# Objectif 1:
Reproduisez fidèlement le passage de l'extrait fourni qui commence aux mots « A la suite d'un » et s'arrête après les mots « fixation de celui-ci. ».

═══ Extrait fourni

Par un jugement devenu irrévocable, un tribunal, déboutant les adversaires de M. et Mme Y de leur demande pour contrefaçon et rejetant les demandes reconventionnelles présentées par ces derniers, a condamné M. et Mme Y à payer à leurs adversaires les sommes de 5 000 euros à titre de dommages-intérêts pour concurrence déloyale et de 2 000 euros pour frais irrépétibles.

A la suite d'un différend portant notamment sur le paiement de l'honoraire de résultat, l'avocat a saisi le Bâtonnier de son Ordre d'une demande en fixation de celui-ci.

  • L'ordonnance de taxe infirmative rendue le 28 juin 2016 par le Président délégué de la cour d'appel de Rennes

Pour infirmer la décision du Bâtonnier qui accueillait en son principe la demande de taxation de l'avocat portant, notamment sur l'honoraire de résultat convenu, après avoir relevé en préambule que "le premier Président ou son délégué n'a pas compétence pour statuer sur la déontologie de l'avocat, sur un éventuel manque de délicatesse vis-à-vis de son client", ce qui augurait mal de la décision à intervenir, le magistrat a relevé en substance que "la convention prévoyait un honoraire de résultat, lequel était soumis à la réalisation d'une condition : un succès à l'issue de la procédure. Un succès est une 'réussite, le fait de parvenir au résultat souhaité' [dictionnaire Le Robert], 'un résultat heureux obtenu dans une entreprise, un travail, une épreuve sportive, etc. ' [dictionnaire Larousse]. [...] Il en découle que Me X peut difficilement reprocher aux époux Z d'avoir accepté la décision et d'avoir admis, implicitement, qu'elle était un succès puisque c'est lui qui leur a déconseillé d'interjeter appel. Comme le font remarquer les époux Z, la notion de succès' ne doit pas être laissée à l'appréciation discrétionnaire de l'avocat rédacteur de la convention d'honoraires.

Le terme étant insuffisamment défini et ambigu, la convention doit s'interpréter contre celui qui a stipulé et en faveur de celui qui a contracté l'obligation, en application de l'article 1162 du Code civil.

Le jugement du 25 juin 2013 ne constituait pas, pour les époux Z, une réussite, un résultat heureux, car ils n'étaient pas parvenus au résultat souhaité qui aurait été, non seulement, le rejet des prétentions adverses, mais encore le succès de leurs demandes indemnitaires".

C'est sur la base de ces motifs décisifs que, par voie d'infirmation, Me X a été débouté de sa demande en paiement de l'honoraire de résultat convenu.

Rappelons que M. et Mme Y étaient assignés en paiement d'une somme en principal de 75 000 euros pour contrefaçon et que, rejetant les demandes reconventionnelles présentées par ces derniers, le tribunal les avait condamnés à payer à leurs adversaires les sommes de 5 000 euros à titre de dommages-intérêts pour concurrence déloyale, et de 2 000 euros pour frais irrépétibles, d'où il suit que M. et Mme Y (abstraction faite de l'indemnité pour frais irrépétibles) avaient échappé à une condamnation au paiement d'un montant de 70 000 euros.

══════

# Objectif 2:
Remplacez « tally » par « count » dans les enregistrements, en partant de la ligne qui contient « of the pink » et en vous arrêtant après celle qui contient « column 385, row 262 ». Redonnez ces seules lignes sans rien y changer d'autre.

═══ Données de travail

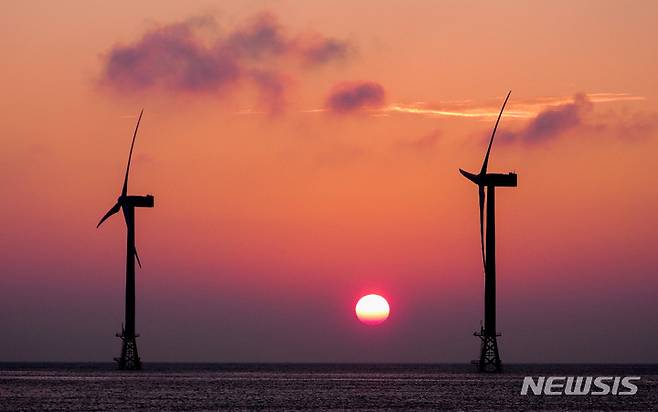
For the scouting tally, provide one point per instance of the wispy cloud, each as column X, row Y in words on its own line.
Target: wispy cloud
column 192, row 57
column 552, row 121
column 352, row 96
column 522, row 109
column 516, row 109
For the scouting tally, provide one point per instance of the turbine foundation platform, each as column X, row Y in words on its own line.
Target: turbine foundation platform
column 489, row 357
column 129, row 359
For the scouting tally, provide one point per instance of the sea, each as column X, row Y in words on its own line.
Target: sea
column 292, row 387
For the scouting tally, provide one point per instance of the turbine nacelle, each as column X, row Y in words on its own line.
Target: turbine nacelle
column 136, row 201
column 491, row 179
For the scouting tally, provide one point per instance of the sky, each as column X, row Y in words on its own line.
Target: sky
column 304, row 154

══════
═══ Données de travail

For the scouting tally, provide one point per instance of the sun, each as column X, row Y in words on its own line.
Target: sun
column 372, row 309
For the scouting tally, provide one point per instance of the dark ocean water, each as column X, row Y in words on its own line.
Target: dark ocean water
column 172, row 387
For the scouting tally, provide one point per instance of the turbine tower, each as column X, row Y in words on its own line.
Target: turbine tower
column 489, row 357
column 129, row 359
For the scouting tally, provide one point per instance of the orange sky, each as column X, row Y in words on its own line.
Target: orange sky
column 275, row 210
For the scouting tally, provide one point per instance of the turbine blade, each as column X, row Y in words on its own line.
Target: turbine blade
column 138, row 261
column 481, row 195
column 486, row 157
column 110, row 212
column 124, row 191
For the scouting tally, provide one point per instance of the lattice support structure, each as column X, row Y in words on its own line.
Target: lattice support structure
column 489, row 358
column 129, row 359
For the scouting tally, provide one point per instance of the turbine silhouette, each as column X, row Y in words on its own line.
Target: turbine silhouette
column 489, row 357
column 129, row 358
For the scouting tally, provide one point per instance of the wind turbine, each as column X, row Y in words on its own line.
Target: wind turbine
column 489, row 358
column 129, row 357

══════
═══ Données de travail

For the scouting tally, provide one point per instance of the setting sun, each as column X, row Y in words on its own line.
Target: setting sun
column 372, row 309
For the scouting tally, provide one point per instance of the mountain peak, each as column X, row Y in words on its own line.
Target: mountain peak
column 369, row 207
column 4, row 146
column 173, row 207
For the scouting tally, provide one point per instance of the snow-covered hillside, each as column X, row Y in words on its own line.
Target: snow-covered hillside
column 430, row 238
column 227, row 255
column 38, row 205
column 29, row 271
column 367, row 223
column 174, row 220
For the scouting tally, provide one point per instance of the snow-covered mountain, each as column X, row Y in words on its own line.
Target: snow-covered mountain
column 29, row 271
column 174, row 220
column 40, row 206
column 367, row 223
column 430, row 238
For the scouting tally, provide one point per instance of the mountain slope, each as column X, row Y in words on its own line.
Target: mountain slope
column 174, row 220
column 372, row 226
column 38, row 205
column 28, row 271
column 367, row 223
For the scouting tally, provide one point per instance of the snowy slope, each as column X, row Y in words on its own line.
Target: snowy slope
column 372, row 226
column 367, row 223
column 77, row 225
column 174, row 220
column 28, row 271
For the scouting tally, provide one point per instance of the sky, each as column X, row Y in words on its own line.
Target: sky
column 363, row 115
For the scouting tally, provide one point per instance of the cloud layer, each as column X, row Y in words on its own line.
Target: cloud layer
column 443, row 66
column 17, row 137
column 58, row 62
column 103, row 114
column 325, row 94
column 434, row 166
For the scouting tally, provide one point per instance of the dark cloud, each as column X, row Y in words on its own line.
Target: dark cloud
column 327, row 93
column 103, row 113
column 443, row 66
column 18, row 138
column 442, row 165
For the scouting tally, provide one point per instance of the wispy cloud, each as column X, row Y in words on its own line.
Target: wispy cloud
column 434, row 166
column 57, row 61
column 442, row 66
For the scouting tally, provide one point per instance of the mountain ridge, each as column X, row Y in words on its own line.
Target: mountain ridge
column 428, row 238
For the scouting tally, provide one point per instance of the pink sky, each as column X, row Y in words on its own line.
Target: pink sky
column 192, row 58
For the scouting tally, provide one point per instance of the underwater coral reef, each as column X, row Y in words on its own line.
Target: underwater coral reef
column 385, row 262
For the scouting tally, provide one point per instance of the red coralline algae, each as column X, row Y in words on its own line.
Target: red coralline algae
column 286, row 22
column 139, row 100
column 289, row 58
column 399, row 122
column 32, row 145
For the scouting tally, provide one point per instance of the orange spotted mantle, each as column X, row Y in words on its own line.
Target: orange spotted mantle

══════

# Résultat 1:
A la suite d'un différend portant notamment sur le paiement de l'honoraire de résultat, l'avocat a saisi le Bâtonnier de son Ordre d'une demande en fixation de celui-ci.

# Résultat 2:
For the scouting count, provide one point per instance of the pink sky, each as column X, row Y in words on its own line.
Target: pink sky
column 192, row 58
For the scouting count, provide one point per instance of the underwater coral reef, each as column X, row Y in words on its own line.
Target: underwater coral reef
column 385, row 262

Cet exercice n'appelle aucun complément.